#### Selected extract
○ ○ ○

Viral genome diversity in Swiss ticks

Ticks are a group of blood-feeding arthropods, classified in the order Ixodida with approx. 900 species worldwide. Ixodida can be divided into three families, Argasidae, Ixodidae, and Nuttalliellidae. Along with mosquitoes they are the main arthropod vectors of disease agents to humans, domestic animals, and wildlife.

As ticks play a role as a reservoir for a great variety of pathogenic organisms (e.g., viruses, bacteria, protozoa, and certain helminths) and often may be co-infected with different causative agents, being inoculated with more than one pathogen by a single tick bite is at high risk. Ixodes ricinus, the most frequent tick species in Europe, is known to be the principal vector of tick-borne encephalitis virus (TBEV), Borrelia and Babesia spp.

○ ○ ○

#### Listed entries
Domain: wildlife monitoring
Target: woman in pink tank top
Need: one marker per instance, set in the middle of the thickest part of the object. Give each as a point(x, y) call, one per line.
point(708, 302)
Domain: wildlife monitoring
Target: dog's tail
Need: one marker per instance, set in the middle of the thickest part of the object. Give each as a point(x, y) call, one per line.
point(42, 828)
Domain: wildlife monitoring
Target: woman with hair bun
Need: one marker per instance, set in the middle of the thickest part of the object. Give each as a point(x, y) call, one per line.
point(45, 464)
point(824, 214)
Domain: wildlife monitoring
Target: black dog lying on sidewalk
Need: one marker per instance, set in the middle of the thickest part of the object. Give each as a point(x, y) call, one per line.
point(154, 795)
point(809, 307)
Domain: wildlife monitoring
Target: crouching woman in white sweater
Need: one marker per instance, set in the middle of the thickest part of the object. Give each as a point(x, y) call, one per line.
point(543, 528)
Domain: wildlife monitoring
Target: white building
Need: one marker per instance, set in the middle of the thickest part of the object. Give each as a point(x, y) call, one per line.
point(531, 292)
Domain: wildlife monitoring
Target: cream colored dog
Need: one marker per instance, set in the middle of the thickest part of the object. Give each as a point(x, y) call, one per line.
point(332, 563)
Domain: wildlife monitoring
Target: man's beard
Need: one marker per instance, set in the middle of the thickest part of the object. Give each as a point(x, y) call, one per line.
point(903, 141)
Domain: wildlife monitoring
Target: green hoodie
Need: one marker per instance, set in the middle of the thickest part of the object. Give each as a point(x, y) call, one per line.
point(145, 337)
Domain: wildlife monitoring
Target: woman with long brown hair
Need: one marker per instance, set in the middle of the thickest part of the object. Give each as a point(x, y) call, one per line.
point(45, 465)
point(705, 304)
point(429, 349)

○ ○ ○

#### Prompt A
Answer these questions using the text on viral genome diversity in Swiss ticks:
(i) About how many species does the order Ixodida contain worldwide?
(ii) Into which three families can Ixodida be divided?
(iii) Which tick species does the text name as the most frequent in Europe?
#### Prompt B
Carry on with the text on viral genome diversity in Swiss ticks, starting after its final sentence.

#### Your response A
(i) Approximately 900 species.
(ii) Argasidae, Ixodidae, and Nuttalliellidae.
(iii) Ixodes ricinus.

#### Your response B
Environmental changes and human activities affect the geographical distribution and population densities of tick species and therefore lead to emerging and re-emerging diseases. The increasing incidences of tick-borne diseases highlight the importance of research on arthropod vector and pathogen relationship. While previous studies have assessed the prevalence of specific pathogens by polymerase chain reaction (PCR), this study aims to determine the global virome composition of ticks collected in Switzerland by using Next Generation Sequencing (NGS) and to investigate the prevalence and genetic dynamics of specific viruses (e.g.TBEV) over two consecutive years. Furthermore, as the incidence of Lyme Disease in Switzerland is high, the study will also assess the presence of selected bacteria (e.g., Borrelia spp.) as well as important protozoic pathogens (e.g., Babesia spp.).